Source records:

****************

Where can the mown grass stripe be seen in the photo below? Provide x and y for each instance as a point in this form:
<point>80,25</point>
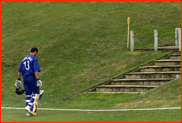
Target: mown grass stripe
<point>144,109</point>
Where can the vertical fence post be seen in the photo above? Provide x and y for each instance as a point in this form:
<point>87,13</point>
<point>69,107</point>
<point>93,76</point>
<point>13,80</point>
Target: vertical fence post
<point>179,38</point>
<point>131,41</point>
<point>176,35</point>
<point>155,40</point>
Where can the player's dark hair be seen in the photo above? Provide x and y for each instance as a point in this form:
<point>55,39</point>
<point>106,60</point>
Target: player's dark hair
<point>34,49</point>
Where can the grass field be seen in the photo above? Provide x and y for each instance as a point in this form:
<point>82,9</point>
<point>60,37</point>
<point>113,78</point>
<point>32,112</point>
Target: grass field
<point>81,44</point>
<point>71,116</point>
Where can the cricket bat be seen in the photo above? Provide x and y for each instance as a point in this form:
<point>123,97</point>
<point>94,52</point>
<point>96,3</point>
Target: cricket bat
<point>34,112</point>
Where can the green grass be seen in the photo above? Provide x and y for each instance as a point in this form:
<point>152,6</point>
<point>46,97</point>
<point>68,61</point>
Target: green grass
<point>81,44</point>
<point>72,116</point>
<point>171,98</point>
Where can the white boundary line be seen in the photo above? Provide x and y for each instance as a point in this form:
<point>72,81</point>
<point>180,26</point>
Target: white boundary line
<point>53,109</point>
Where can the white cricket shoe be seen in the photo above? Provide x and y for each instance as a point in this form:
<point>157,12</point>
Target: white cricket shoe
<point>27,108</point>
<point>29,115</point>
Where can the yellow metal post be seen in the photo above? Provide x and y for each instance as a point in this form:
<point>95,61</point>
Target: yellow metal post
<point>128,22</point>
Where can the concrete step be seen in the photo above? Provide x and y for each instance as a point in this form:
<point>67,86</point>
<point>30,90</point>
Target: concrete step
<point>166,62</point>
<point>145,75</point>
<point>160,68</point>
<point>124,88</point>
<point>156,81</point>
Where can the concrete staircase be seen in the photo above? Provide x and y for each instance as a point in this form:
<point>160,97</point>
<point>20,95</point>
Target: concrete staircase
<point>147,77</point>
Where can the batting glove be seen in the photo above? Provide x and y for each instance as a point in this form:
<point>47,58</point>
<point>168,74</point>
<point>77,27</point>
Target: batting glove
<point>39,83</point>
<point>18,83</point>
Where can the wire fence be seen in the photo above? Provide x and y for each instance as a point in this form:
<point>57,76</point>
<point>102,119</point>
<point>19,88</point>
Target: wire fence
<point>142,41</point>
<point>163,41</point>
<point>151,41</point>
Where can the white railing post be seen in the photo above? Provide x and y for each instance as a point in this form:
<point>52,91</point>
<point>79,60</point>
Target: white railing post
<point>179,38</point>
<point>176,35</point>
<point>131,41</point>
<point>155,40</point>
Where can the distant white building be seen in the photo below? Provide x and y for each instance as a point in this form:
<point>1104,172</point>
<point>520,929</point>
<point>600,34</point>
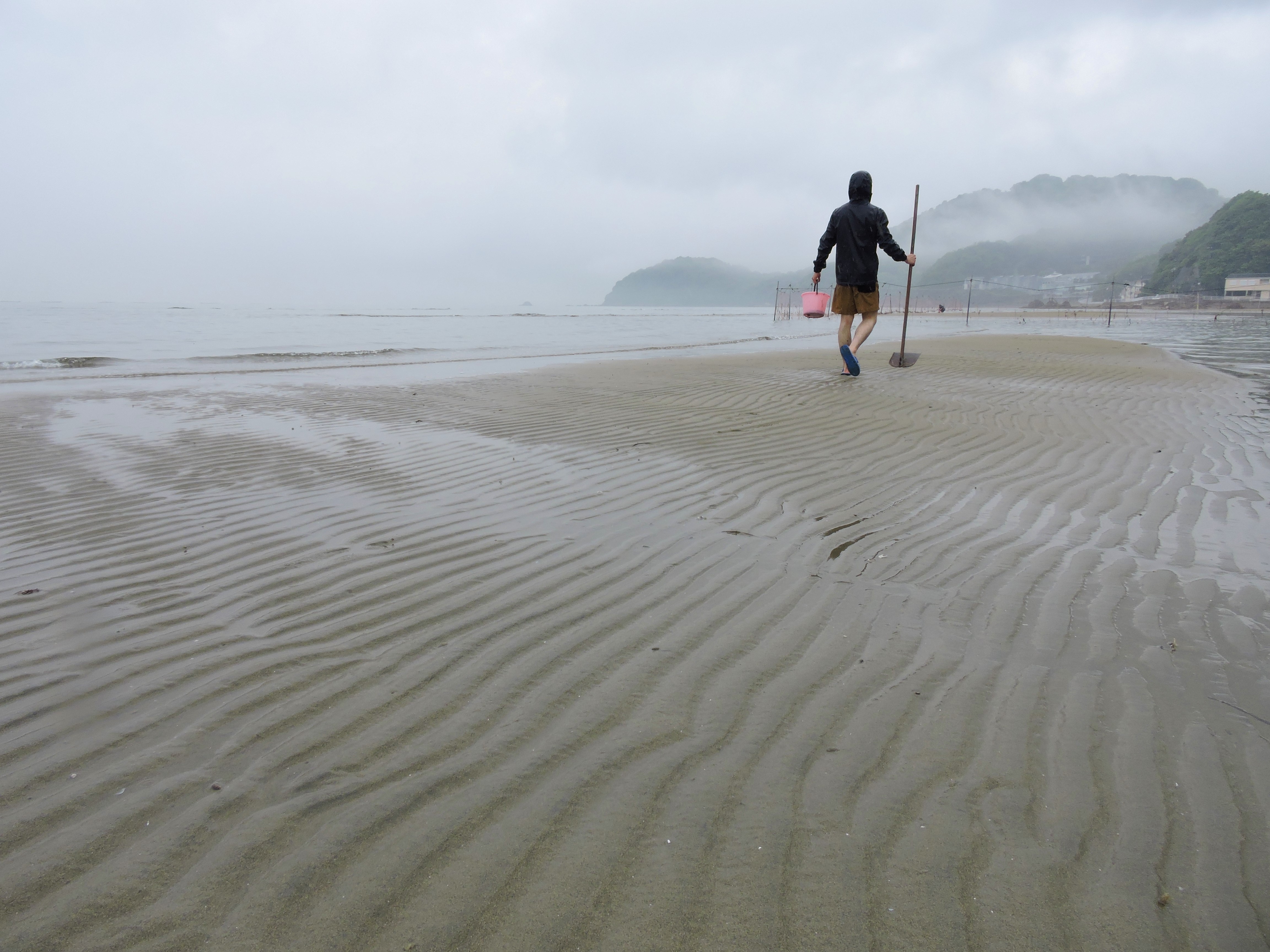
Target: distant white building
<point>1133,291</point>
<point>1248,286</point>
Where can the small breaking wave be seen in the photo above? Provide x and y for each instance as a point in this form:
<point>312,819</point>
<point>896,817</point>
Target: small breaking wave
<point>318,355</point>
<point>58,364</point>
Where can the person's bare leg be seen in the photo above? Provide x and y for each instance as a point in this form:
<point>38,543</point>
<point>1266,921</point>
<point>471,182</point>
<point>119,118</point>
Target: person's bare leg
<point>868,322</point>
<point>845,333</point>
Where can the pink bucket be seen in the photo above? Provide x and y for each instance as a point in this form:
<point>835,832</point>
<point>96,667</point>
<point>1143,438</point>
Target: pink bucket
<point>815,304</point>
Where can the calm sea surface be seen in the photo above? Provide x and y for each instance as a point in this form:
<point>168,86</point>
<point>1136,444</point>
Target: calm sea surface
<point>64,341</point>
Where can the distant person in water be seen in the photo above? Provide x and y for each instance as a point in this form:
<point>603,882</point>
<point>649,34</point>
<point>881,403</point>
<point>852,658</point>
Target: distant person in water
<point>859,229</point>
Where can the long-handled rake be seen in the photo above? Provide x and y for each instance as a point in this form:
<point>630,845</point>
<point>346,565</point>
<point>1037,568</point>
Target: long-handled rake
<point>900,358</point>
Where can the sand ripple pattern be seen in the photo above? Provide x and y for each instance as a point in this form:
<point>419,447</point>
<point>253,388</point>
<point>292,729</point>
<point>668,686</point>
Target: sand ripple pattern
<point>703,654</point>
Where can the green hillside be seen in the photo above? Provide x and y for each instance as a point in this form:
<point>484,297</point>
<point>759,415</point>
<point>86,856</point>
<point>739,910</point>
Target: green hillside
<point>1039,254</point>
<point>1236,240</point>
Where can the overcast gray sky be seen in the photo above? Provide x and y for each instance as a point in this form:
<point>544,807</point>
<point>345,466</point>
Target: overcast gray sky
<point>411,154</point>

****************

# PROBLEM REQUIREMENTS
In the copy, include all records verbatim but no images.

# THE OUTPUT
Where can the mown grass stripe be seen in the photo below? Provide x and y for each instance as a point in this form:
<point>80,25</point>
Target: mown grass stripe
<point>144,109</point>
Where can the vertical fence post be seen in the photo above? Provide x and y for each instance as a point in this form:
<point>87,13</point>
<point>69,107</point>
<point>93,76</point>
<point>13,80</point>
Target: vertical fence post
<point>179,38</point>
<point>131,41</point>
<point>176,35</point>
<point>155,40</point>
Where can the player's dark hair be seen in the photo above? Provide x and y for each instance as a point in this form:
<point>55,39</point>
<point>106,60</point>
Target: player's dark hair
<point>34,49</point>
Where can the grass field be seen in the photo above? Provide x and y for each instance as a point in this form:
<point>82,9</point>
<point>60,37</point>
<point>113,78</point>
<point>32,112</point>
Target: grass field
<point>81,44</point>
<point>71,116</point>
Where can the cricket bat be seen in the photo above? Provide x and y for each instance as a point in this form:
<point>123,97</point>
<point>94,52</point>
<point>96,3</point>
Target: cricket bat
<point>34,112</point>
Where can the green grass be seen in the photo above? Provide x and y for each instance as a point in this form:
<point>152,6</point>
<point>46,97</point>
<point>68,61</point>
Target: green grass
<point>81,44</point>
<point>72,116</point>
<point>171,98</point>
Where can the white boundary line be seen in the photo above? Provide x and y for each instance as a point in this form:
<point>72,81</point>
<point>180,26</point>
Target: white boundary line
<point>53,109</point>
Where can the white cricket shoe be seen in the photo above? Provide x and y for each instance as a point in this form:
<point>157,12</point>
Target: white cricket shoe
<point>27,108</point>
<point>29,115</point>
Where can the yellow metal post be seen in the photo above? Provide x and y for each instance as a point in this form:
<point>95,61</point>
Target: yellow metal post
<point>128,22</point>
Where can the concrete step be seen in the photo above? Provide x and y for each instance as a point in this form:
<point>67,86</point>
<point>30,90</point>
Target: concrete step
<point>166,62</point>
<point>145,75</point>
<point>160,68</point>
<point>124,88</point>
<point>156,81</point>
Where can the concrete staircase be seen in the photo above? Provide x and y for each instance as a point in this form:
<point>160,97</point>
<point>20,95</point>
Target: concrete staircase
<point>147,77</point>
Where can the batting glove be seen in the photo above? Provide x and y for each instance as a point in this form:
<point>47,58</point>
<point>168,74</point>
<point>77,27</point>
Target: batting glove
<point>39,83</point>
<point>18,83</point>
Where can the wire fence be seen in the photo above? Provide x and y for each instance as a point in this form:
<point>57,76</point>
<point>102,119</point>
<point>19,88</point>
Target: wire fence
<point>142,41</point>
<point>163,41</point>
<point>151,41</point>
Where can the white railing post be seen in the photo above? Provide x and y for each instance as a point in this form:
<point>52,91</point>
<point>79,60</point>
Target: white railing post
<point>179,38</point>
<point>176,35</point>
<point>131,41</point>
<point>155,40</point>
Where can the distant white building be seen in the photo below? Provide x and y for each instance as a point in this form:
<point>1104,172</point>
<point>520,929</point>
<point>600,34</point>
Target: distant white building
<point>1133,291</point>
<point>1248,286</point>
Where can the small breaking wave be seen in the photo above? Provide x and y for each instance as a point in this form:
<point>312,819</point>
<point>896,817</point>
Target: small breaking wave
<point>318,355</point>
<point>58,364</point>
Where can the person's bare leg be seen in the photo above? Provide x and y for each instance as a point in this form:
<point>38,543</point>
<point>1266,921</point>
<point>471,182</point>
<point>119,118</point>
Target: person's bare leg
<point>868,322</point>
<point>845,333</point>
Where can the pink bucket be seen in the photo above? Provide x and y for each instance as a point in this form:
<point>835,832</point>
<point>96,667</point>
<point>1143,438</point>
Target: pink bucket
<point>815,304</point>
Where can the calm sea surface be seen in the photo above? Provide x and y for each instance as a point in this form:
<point>168,86</point>
<point>1136,444</point>
Target: calm sea surface
<point>64,341</point>
Where can the distant person in water be seen in the photo above? Provide x and y for each instance as a point in this form:
<point>603,882</point>
<point>649,34</point>
<point>881,403</point>
<point>852,658</point>
Target: distant person in water
<point>859,229</point>
Where can the long-handled rake be seen in the photo above? Provide x and y for each instance as a point in this form:
<point>630,845</point>
<point>346,565</point>
<point>1037,568</point>
Target: long-handled rake
<point>900,358</point>
Where can the sand ripple pattern be seen in the photo above? Provide x and y for each instance as a point in this form:
<point>419,447</point>
<point>253,388</point>
<point>292,729</point>
<point>668,686</point>
Target: sand ripple pattern
<point>703,654</point>
Where can the green hillside be seen in the photo above? Provide x and y for each instance as a point in this form:
<point>484,297</point>
<point>759,415</point>
<point>86,856</point>
<point>739,910</point>
Target: green hillside
<point>1039,254</point>
<point>1236,240</point>
Where can the overcast gray sky be seen in the photo above? Provide x and y for each instance as a point in this form:
<point>544,807</point>
<point>345,466</point>
Target: overcast gray sky
<point>411,154</point>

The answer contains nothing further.